Set down exactly the lines from the one containing "Where can you find the beard" through the end of the records below, both included, and nothing else.
** begin Excerpted records **
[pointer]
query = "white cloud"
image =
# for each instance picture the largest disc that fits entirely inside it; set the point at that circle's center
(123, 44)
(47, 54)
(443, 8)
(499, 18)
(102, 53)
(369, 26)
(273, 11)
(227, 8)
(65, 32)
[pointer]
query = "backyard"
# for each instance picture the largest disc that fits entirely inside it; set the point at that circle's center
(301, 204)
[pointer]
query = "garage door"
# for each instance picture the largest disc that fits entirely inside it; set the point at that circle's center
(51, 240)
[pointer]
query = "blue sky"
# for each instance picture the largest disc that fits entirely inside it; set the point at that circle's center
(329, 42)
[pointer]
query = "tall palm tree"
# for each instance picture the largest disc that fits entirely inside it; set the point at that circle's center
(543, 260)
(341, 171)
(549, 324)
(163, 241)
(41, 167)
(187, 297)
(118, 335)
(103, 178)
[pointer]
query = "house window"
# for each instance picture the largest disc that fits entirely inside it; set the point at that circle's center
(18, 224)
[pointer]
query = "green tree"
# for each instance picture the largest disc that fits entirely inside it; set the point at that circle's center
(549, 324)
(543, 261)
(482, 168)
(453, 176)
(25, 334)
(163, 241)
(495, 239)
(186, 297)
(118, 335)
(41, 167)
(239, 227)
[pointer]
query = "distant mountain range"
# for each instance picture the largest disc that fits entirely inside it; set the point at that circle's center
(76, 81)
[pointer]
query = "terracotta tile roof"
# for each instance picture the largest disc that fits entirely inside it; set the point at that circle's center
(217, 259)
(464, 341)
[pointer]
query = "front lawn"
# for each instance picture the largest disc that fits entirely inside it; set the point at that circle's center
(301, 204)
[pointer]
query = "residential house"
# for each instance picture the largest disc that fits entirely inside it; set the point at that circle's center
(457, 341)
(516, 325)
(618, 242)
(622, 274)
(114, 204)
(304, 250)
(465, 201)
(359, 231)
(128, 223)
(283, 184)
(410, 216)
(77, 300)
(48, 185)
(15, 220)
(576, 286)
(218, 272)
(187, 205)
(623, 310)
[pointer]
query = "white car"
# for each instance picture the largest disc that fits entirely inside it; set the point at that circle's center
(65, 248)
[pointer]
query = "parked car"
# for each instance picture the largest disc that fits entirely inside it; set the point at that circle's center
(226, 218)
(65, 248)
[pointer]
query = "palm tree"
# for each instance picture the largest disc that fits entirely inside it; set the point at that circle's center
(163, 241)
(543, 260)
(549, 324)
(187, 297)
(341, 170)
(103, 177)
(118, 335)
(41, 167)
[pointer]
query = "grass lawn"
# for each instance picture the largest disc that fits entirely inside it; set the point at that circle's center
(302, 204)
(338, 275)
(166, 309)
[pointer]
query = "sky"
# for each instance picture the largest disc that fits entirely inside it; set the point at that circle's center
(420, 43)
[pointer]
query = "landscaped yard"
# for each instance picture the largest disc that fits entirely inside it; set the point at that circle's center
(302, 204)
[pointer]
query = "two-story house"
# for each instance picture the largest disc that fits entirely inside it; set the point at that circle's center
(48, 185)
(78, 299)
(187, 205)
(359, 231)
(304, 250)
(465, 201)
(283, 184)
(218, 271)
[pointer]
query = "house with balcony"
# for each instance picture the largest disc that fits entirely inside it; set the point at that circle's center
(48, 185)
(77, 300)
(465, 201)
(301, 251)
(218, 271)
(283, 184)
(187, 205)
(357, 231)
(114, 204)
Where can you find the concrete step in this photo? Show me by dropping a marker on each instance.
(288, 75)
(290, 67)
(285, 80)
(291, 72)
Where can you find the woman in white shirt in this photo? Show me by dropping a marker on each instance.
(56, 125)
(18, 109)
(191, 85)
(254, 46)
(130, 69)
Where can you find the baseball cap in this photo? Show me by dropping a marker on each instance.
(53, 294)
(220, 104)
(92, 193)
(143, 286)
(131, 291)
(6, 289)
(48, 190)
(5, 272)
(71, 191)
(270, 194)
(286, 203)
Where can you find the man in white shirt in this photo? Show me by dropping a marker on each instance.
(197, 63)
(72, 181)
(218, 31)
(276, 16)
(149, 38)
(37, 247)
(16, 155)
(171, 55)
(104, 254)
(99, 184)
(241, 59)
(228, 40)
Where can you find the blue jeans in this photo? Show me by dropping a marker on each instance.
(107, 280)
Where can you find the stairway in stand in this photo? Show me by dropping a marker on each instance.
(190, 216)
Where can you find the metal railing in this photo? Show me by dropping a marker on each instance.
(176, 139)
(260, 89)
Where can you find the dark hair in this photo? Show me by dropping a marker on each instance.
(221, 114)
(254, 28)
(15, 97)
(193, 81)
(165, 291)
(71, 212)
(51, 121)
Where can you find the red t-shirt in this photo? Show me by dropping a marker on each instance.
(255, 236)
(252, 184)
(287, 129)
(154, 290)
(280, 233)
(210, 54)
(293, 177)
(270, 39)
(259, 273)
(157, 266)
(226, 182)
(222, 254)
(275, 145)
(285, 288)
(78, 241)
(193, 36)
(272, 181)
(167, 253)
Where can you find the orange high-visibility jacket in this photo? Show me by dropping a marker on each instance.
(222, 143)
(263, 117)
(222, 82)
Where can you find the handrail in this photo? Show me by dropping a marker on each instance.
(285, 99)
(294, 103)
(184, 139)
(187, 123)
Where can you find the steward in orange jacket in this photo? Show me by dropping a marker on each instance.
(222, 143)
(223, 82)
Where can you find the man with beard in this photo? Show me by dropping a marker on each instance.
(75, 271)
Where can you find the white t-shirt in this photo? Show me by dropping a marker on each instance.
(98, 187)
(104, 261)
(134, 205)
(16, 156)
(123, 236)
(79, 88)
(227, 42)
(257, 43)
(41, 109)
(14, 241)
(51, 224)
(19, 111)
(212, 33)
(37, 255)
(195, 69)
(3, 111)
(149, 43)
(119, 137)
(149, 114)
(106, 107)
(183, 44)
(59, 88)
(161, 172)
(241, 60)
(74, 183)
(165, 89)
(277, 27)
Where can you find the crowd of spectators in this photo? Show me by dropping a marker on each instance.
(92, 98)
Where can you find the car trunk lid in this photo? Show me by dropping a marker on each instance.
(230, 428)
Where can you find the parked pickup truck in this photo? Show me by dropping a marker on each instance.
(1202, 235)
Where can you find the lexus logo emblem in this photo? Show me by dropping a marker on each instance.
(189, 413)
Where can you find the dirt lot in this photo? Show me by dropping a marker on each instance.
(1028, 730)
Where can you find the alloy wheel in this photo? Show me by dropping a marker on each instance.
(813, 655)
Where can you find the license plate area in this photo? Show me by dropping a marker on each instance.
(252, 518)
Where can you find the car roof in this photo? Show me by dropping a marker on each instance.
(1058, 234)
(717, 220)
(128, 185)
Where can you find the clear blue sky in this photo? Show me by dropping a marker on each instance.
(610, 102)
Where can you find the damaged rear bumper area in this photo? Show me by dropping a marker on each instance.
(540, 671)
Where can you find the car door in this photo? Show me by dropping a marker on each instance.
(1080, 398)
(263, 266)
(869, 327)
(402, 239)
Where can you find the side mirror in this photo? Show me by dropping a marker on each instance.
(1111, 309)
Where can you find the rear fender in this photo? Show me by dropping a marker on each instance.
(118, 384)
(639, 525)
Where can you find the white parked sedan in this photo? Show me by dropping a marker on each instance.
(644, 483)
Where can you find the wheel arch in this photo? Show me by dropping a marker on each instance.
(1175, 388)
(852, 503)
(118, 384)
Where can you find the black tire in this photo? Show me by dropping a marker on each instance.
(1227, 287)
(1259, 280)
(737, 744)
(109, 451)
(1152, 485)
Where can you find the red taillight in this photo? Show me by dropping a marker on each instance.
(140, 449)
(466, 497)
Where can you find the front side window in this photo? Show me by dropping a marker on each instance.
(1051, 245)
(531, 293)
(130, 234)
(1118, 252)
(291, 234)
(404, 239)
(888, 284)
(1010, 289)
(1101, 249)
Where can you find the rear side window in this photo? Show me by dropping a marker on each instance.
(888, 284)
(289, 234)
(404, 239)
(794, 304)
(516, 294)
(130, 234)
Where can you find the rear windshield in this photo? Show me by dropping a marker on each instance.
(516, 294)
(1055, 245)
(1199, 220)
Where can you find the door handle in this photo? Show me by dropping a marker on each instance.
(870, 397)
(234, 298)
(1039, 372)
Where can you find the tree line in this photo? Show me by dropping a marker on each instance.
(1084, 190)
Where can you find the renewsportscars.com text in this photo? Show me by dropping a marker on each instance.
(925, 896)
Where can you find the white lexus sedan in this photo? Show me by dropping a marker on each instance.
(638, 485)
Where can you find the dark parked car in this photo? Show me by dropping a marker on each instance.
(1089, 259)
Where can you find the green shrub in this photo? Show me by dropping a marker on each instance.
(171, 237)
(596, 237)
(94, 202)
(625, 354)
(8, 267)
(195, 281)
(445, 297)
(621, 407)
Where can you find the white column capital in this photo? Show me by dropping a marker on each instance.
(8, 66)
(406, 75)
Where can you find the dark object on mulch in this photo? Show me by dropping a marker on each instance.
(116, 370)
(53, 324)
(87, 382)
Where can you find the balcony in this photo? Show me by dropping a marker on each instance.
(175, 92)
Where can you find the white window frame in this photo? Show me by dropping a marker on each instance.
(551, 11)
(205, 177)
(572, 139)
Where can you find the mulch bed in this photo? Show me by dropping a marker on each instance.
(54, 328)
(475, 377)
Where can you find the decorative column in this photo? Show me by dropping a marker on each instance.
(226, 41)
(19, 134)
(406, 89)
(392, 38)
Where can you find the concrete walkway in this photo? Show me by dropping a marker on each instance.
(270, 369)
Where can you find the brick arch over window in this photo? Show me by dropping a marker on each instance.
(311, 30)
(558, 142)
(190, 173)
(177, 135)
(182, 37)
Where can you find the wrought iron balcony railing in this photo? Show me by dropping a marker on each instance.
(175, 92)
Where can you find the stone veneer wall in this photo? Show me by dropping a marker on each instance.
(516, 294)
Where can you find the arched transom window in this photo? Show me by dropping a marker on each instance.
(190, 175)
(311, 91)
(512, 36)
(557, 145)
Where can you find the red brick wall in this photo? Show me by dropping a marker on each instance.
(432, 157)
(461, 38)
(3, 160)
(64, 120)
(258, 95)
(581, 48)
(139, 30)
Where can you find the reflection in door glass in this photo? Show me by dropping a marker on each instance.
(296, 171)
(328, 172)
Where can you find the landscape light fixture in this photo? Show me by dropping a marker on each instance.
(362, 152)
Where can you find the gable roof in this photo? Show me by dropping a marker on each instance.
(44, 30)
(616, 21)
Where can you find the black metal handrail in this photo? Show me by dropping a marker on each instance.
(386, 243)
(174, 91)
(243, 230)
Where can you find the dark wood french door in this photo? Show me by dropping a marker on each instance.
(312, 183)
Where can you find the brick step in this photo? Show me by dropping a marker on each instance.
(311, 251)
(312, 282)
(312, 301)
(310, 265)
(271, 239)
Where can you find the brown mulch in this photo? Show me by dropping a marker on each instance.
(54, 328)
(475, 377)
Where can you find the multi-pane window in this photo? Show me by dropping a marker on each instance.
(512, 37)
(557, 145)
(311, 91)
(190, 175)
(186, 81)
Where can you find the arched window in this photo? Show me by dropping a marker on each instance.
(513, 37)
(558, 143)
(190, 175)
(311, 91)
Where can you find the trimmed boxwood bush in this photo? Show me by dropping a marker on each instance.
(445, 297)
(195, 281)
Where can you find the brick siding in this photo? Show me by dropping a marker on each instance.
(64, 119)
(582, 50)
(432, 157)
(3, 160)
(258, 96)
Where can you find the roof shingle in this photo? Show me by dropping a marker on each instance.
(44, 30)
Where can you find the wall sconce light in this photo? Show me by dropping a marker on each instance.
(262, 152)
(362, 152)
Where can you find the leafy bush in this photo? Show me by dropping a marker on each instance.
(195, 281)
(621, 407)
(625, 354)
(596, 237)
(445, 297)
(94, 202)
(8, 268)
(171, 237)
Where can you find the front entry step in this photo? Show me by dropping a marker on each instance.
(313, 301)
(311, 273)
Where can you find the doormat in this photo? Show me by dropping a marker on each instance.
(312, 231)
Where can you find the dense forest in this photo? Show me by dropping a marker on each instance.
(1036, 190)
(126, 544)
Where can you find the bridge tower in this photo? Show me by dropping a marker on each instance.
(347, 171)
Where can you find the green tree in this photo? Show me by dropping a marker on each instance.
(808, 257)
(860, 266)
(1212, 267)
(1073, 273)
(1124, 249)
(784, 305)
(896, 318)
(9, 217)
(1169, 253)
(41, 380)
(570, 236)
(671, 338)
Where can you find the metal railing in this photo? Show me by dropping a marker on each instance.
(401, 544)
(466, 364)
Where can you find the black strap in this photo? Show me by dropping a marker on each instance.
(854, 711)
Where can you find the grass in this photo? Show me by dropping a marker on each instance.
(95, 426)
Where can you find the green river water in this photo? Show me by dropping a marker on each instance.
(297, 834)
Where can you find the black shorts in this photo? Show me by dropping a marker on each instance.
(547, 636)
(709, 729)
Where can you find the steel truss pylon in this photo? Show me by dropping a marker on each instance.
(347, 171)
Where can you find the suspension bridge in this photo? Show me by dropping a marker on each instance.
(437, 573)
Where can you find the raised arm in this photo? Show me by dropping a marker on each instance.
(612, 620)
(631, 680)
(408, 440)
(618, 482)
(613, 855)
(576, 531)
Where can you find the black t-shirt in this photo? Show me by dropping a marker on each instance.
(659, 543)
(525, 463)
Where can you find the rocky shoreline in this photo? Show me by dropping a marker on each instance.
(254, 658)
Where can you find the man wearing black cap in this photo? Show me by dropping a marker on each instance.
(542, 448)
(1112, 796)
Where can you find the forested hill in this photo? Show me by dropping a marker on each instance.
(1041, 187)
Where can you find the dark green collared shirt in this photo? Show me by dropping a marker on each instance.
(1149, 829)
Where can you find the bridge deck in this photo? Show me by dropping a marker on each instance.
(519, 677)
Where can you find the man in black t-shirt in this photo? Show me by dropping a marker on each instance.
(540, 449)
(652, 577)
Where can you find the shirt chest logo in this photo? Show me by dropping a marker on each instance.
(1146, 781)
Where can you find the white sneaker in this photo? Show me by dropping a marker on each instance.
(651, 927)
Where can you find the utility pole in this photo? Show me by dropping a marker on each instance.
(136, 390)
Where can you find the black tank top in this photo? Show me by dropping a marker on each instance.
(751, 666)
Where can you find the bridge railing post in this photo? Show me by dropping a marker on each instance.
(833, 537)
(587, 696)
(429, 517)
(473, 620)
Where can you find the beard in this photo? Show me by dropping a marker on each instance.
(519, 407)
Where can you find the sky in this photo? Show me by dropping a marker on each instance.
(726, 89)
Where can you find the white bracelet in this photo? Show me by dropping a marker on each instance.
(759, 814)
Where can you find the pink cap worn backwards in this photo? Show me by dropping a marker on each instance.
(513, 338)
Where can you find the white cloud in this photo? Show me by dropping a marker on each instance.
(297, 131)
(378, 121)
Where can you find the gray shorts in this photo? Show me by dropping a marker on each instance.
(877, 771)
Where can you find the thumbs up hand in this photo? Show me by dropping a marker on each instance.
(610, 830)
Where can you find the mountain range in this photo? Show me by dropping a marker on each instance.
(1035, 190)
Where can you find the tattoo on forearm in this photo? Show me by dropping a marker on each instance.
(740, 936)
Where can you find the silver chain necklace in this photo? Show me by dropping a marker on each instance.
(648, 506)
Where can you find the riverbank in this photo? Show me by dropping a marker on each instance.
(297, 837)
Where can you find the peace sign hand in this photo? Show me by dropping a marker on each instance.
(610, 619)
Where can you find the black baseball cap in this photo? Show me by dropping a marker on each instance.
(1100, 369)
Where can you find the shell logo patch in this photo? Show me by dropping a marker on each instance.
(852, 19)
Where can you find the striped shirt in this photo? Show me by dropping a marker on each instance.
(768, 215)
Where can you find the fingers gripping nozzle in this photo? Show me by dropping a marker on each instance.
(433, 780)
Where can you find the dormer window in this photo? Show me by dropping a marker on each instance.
** end Excerpted records **
• _Full output_:
Where can you find the beard in this photo? Show me by dropping a marker on each instance.
(519, 407)
Where can you find the sky in this photo? Show me by dropping a marker on each instance.
(726, 89)
Where can you find the white bracelet in this photo? Show me by dropping a marker on each instance.
(759, 814)
Where can you find the pink cap worn backwards in this photo? Show me by dropping a marker on each instance.
(513, 338)
Where can you find the white cloud in this photo? Show me by dropping a marker on each instance.
(297, 131)
(378, 121)
Where can you find the gray shorts in this photo? Show me by dropping a marker on each instance.
(877, 771)
Where can you find the thumbs up hand in this photo? Show me by dropping a marker on each instance.
(610, 830)
Where can you find the mountain range in this photo? Show me by dropping a marker on each instance.
(1035, 190)
Where can you find the tattoo on forearm in this photo? Show me by dropping a marker on each instance.
(740, 936)
Where can you find the silver chain necklace in this photo? Show me by dropping a marker on each instance.
(648, 506)
Where can you find the riverbank in this photo? Show me by dropping a marker on each instance.
(297, 837)
Where can you find the peace sign hand in this photo? Show me by dropping a marker on each instance.
(610, 619)
Where can you find the black baseball cap in this photo? Show me by dropping a marker on each instance.
(1100, 369)
Where can you find the shell logo patch in this photo? Show me by dropping a marker on each instance.
(852, 19)
Where can you find the striped shirt in this photo? Show me by dropping a marker on each instance.
(768, 215)
Where can you find the fingers gripping nozzle in this photo? Show me by dropping a marker on each instance.
(433, 780)
Where can you find the dormer window in this photo? Show me by dropping a marker on each instance.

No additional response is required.